(Work instructions): From the line containing "Mark one point on every instance of the wrought" to the last line below, retype everything word for word.

________

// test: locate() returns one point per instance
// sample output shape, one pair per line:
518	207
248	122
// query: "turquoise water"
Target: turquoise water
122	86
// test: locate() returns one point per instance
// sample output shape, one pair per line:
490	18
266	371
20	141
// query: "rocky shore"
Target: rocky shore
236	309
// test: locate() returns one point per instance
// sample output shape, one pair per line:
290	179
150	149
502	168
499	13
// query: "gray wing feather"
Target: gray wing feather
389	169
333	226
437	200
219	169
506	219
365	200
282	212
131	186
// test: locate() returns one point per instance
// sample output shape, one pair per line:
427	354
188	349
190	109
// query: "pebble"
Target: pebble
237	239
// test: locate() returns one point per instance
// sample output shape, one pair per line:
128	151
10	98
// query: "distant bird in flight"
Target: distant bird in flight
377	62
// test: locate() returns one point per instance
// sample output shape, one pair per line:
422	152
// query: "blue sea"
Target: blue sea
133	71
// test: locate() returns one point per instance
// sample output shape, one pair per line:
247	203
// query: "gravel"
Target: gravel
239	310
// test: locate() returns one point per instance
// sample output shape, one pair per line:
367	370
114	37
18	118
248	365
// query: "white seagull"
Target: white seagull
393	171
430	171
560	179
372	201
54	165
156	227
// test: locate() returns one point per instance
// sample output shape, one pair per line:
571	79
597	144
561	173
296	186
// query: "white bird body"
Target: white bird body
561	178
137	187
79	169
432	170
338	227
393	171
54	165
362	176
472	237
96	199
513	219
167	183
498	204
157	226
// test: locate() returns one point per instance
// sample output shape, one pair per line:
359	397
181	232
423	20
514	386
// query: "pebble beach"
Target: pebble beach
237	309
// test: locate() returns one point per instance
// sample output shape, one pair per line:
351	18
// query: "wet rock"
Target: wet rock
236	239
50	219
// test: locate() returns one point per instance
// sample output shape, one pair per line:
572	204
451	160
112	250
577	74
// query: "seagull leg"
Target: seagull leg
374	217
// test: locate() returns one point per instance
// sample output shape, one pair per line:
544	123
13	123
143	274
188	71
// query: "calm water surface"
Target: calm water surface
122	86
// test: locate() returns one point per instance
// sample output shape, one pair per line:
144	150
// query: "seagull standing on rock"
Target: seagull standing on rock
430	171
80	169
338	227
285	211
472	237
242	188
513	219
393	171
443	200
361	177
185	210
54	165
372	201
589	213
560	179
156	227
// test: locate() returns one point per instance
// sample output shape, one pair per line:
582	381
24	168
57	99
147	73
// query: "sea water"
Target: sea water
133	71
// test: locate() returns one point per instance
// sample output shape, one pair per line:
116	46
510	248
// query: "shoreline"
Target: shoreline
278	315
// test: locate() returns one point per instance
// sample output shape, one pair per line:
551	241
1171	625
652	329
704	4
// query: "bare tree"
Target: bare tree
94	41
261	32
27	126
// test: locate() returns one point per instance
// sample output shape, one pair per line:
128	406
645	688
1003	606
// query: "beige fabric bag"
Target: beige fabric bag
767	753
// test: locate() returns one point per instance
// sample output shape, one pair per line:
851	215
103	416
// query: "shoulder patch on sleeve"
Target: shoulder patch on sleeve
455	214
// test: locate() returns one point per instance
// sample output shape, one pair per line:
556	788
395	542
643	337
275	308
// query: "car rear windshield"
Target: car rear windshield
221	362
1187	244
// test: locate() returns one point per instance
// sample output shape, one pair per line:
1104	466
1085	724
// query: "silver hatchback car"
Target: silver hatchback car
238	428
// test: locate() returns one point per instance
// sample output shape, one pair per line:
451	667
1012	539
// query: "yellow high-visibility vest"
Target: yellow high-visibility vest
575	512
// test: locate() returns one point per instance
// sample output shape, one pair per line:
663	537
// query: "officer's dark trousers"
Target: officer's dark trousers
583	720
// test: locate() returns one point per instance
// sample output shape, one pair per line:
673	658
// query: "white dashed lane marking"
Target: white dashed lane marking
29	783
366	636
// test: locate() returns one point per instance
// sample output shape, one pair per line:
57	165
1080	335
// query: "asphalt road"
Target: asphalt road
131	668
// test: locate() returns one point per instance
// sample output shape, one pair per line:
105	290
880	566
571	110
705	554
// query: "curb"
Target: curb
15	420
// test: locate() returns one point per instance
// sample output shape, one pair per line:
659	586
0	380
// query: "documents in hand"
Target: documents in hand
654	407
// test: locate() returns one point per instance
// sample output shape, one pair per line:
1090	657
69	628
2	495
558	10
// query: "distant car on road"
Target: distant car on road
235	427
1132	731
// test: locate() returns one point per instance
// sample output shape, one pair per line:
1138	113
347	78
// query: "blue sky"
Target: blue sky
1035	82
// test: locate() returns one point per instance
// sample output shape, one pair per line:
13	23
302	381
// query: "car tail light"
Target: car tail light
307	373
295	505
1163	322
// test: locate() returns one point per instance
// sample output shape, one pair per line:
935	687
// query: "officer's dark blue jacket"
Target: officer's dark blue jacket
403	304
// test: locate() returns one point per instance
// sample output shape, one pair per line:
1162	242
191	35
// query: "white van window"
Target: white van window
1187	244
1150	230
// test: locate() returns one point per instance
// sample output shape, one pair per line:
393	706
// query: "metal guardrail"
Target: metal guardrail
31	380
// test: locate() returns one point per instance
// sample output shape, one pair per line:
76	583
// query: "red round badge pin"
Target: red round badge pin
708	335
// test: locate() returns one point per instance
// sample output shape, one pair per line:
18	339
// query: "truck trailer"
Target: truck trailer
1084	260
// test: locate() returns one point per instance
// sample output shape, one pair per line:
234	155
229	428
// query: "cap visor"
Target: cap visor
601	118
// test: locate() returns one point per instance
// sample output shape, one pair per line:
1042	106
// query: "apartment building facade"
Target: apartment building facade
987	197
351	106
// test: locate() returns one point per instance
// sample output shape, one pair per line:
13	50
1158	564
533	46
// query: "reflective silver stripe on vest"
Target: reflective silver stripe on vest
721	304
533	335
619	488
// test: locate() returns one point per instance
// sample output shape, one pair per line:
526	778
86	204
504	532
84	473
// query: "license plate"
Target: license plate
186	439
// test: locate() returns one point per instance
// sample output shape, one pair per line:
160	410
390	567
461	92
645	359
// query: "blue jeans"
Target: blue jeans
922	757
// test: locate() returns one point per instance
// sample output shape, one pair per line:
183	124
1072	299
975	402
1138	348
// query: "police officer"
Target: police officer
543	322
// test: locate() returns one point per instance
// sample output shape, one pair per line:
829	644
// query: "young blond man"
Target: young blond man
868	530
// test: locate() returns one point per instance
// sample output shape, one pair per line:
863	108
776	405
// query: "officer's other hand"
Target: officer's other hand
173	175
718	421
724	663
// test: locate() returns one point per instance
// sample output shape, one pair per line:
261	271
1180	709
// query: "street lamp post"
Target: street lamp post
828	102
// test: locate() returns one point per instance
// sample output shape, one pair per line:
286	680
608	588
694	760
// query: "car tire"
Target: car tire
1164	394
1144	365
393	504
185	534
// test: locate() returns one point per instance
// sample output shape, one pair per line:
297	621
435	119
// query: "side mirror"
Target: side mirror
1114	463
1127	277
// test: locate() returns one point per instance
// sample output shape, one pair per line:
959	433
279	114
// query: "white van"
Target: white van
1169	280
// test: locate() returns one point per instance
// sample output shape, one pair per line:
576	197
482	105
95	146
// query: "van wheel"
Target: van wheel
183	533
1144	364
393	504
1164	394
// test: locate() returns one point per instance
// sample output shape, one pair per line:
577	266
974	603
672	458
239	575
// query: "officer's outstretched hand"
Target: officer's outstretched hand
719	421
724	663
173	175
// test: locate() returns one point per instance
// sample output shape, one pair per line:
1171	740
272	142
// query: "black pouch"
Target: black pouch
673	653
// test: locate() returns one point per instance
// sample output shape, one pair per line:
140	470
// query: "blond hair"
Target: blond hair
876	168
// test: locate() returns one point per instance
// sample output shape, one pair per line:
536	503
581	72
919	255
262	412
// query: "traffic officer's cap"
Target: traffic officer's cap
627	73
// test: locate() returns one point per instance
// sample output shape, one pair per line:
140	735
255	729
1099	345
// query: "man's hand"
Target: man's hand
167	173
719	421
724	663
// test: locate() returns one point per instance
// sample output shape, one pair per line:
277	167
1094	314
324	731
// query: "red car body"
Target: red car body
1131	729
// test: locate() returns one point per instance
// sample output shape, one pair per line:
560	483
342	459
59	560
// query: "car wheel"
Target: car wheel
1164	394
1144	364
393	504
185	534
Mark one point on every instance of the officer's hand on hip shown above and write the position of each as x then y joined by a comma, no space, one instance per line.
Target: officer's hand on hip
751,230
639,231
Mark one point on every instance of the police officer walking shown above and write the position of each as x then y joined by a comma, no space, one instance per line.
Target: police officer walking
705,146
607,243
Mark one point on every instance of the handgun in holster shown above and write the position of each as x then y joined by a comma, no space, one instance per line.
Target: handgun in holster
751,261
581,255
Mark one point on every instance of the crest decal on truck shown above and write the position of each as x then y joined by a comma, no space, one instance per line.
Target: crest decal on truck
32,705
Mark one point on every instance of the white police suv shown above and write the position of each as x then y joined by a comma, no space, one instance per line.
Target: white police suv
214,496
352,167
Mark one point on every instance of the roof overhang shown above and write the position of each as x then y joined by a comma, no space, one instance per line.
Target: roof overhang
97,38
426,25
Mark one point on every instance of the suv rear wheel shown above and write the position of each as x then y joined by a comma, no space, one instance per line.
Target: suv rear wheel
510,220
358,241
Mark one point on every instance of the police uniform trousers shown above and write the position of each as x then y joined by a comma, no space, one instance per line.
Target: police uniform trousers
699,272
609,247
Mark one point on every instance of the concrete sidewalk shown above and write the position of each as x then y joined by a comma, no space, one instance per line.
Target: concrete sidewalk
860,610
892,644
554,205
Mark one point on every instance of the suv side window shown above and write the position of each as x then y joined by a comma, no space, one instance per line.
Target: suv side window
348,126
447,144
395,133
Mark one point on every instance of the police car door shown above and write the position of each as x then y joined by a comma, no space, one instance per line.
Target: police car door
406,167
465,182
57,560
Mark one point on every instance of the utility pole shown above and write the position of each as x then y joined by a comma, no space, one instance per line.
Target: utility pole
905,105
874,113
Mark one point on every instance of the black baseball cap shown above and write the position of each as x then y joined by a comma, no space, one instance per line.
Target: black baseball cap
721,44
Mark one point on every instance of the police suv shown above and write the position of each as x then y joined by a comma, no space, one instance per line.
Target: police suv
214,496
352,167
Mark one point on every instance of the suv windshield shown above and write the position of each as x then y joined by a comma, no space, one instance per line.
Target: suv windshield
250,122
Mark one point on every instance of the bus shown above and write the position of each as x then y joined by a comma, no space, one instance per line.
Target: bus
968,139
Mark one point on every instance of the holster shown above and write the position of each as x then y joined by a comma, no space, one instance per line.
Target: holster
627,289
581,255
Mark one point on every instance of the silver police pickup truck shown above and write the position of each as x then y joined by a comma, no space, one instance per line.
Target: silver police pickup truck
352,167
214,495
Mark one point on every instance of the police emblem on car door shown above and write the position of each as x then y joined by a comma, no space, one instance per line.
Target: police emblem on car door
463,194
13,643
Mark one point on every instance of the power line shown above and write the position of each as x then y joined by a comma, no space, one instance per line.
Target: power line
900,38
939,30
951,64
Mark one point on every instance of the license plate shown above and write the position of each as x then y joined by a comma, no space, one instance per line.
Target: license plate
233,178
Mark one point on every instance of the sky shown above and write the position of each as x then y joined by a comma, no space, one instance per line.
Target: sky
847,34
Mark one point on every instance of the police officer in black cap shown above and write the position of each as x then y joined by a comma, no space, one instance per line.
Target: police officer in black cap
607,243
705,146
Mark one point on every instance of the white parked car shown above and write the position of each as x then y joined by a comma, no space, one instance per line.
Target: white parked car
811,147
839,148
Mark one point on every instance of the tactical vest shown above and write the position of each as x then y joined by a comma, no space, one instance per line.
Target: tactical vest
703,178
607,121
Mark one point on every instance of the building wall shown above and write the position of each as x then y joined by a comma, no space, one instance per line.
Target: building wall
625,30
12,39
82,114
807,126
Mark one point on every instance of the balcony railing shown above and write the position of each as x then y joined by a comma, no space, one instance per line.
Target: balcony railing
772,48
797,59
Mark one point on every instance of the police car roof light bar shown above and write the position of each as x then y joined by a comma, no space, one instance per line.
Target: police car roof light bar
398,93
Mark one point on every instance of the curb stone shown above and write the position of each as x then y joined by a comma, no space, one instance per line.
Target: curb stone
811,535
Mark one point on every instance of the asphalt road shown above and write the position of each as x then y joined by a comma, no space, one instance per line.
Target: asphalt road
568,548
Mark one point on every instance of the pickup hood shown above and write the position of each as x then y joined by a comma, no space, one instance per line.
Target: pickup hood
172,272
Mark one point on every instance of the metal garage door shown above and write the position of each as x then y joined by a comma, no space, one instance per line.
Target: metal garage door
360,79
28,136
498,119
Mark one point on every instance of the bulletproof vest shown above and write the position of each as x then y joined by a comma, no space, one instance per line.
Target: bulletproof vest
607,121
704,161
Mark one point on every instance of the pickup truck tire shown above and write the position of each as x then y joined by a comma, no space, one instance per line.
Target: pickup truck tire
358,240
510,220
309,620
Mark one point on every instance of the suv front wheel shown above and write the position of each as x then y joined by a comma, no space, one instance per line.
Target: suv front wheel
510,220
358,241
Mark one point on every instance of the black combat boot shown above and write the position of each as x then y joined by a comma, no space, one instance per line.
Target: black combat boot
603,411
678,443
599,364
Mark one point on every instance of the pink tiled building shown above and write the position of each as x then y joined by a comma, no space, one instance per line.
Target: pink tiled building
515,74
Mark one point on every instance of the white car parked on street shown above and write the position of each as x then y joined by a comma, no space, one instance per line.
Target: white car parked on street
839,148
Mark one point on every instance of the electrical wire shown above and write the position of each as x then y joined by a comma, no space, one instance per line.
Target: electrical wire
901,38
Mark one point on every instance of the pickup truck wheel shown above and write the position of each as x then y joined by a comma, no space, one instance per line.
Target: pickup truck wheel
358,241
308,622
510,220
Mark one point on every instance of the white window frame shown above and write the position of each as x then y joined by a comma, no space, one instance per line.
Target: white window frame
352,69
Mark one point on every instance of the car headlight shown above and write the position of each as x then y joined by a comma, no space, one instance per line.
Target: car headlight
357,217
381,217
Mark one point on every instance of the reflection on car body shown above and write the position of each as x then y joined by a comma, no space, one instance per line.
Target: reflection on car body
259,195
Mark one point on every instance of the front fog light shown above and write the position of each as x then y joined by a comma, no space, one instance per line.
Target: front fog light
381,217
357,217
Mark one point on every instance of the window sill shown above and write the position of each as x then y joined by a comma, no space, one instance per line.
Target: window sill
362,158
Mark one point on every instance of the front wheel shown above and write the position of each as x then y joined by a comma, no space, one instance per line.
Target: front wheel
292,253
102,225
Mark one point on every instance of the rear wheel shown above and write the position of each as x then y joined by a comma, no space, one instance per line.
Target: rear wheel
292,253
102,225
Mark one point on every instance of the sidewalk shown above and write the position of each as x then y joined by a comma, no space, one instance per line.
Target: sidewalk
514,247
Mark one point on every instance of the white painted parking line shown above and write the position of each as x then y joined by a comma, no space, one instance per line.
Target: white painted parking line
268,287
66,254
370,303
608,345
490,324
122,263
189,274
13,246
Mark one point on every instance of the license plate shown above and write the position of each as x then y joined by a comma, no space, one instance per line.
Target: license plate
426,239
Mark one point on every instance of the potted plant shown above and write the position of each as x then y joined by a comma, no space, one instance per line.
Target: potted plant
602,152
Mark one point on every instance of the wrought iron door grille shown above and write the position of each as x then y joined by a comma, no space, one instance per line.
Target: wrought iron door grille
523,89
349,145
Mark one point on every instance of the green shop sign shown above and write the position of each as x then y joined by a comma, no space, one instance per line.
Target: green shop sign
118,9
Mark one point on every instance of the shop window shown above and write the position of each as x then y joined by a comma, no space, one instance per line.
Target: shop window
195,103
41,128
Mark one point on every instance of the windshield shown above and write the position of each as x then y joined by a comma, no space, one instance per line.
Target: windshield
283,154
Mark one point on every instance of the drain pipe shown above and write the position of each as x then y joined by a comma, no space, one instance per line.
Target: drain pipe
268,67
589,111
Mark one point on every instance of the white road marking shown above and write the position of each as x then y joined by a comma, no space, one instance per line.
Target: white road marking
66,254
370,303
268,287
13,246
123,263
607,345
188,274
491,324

________

(Task solution):
Mark one point on every instance of the wrought iron door grille shown above and write the position of each as x then y joined by a comma, no space, one instance per line.
Target: wrought iron door grille
523,89
349,145
Mark one point on every instance of the green shop sign shown above and write the position of each as x then y joined by a comma, no space, one instance per line.
Target: green shop sign
118,9
Mark one point on every instance of the shop window shown above and write the position of each as x then y joined by a comma, no space, one instance per line.
Target: shop window
195,103
41,128
Mark one point on every instance of the windshield shown above and write the position of each as x then y joined by a comma, no space, one instance per line.
Target: windshield
283,154
Mark one point on every instance of the drain pipe shown above and write the position of each as x then y joined by a comma, no space, one instance per line.
Target: drain pipe
268,67
589,111
Mark one point on every instance of the white road marking shown above and write the position of each as x then y joined by a comma, no space, one instance per line.
Target: white road marking
66,254
370,303
268,287
13,246
123,263
607,345
188,274
491,324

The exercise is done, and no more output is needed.